MATERIAL SUPPLIED Block Start

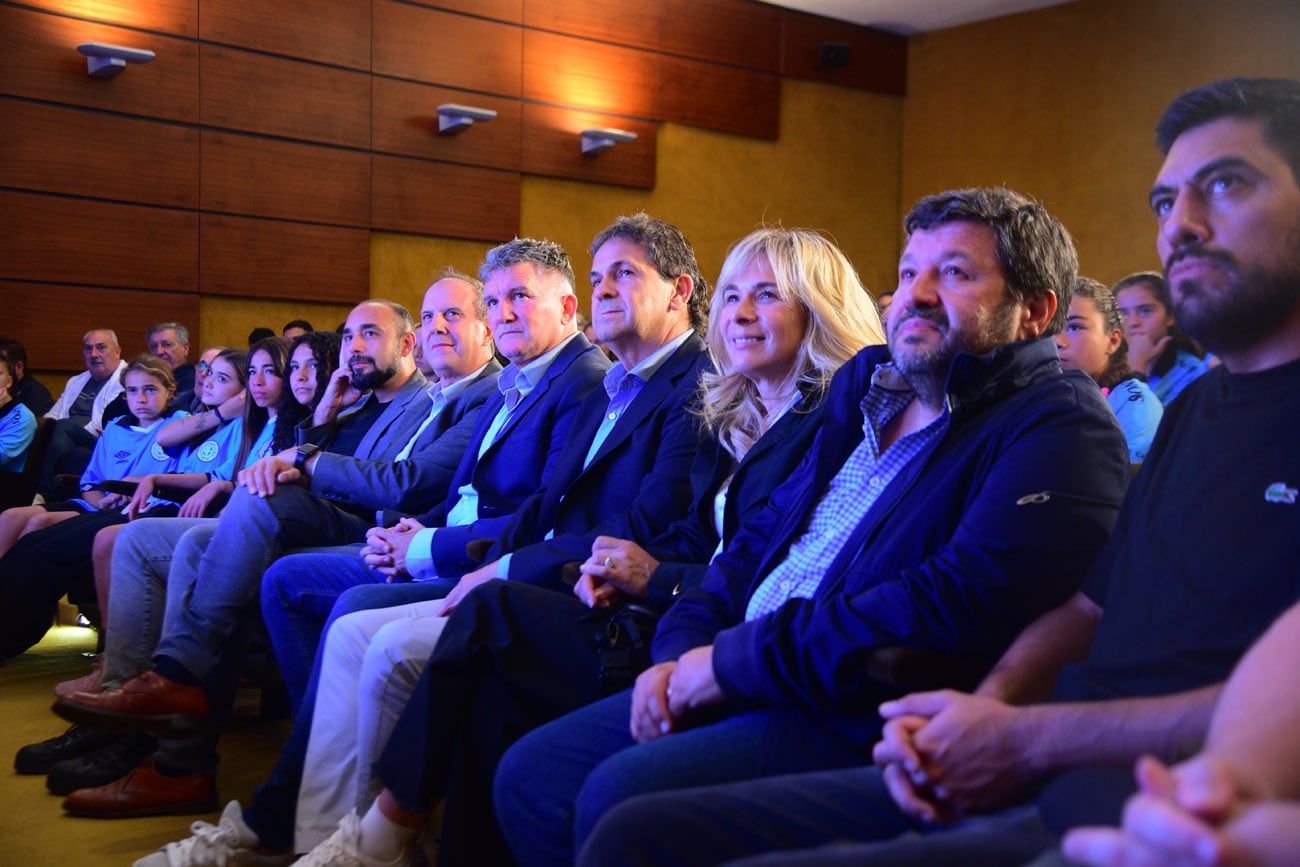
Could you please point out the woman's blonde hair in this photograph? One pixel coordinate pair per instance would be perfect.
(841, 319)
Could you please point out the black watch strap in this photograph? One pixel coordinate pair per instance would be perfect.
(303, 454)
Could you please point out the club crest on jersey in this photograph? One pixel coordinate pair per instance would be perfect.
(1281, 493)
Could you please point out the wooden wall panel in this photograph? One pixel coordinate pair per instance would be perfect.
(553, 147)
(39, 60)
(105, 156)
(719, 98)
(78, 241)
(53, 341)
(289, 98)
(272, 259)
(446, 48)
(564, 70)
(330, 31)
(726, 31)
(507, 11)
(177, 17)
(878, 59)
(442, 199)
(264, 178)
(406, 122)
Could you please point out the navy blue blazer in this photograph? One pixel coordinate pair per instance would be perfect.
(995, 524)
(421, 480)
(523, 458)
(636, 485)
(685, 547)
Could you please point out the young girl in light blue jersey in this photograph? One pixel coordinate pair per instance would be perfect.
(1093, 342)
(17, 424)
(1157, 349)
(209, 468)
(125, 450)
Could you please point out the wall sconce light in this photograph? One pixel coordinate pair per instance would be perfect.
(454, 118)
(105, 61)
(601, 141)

MATERIAL SUPPLIED Block End

TO DO
Having found the line with "Could you please point out the navy", transcribe it and each line after it to the end of the entries, with no other lines.

RESPONSE
Could you please point out the navy blue blazer in this photograph? One pixel coordinate pair per instance would be perfect.
(995, 524)
(421, 480)
(523, 458)
(636, 485)
(685, 547)
Could you please point out the young girl in light blue jersey in this photograph? One pixel coordinate pair per instance would be perfect.
(1093, 342)
(17, 424)
(1157, 349)
(209, 468)
(125, 450)
Could you please point out the wall sconce light in this photograph? One pixel coordinate pair per instance would be perfect.
(454, 118)
(105, 61)
(601, 141)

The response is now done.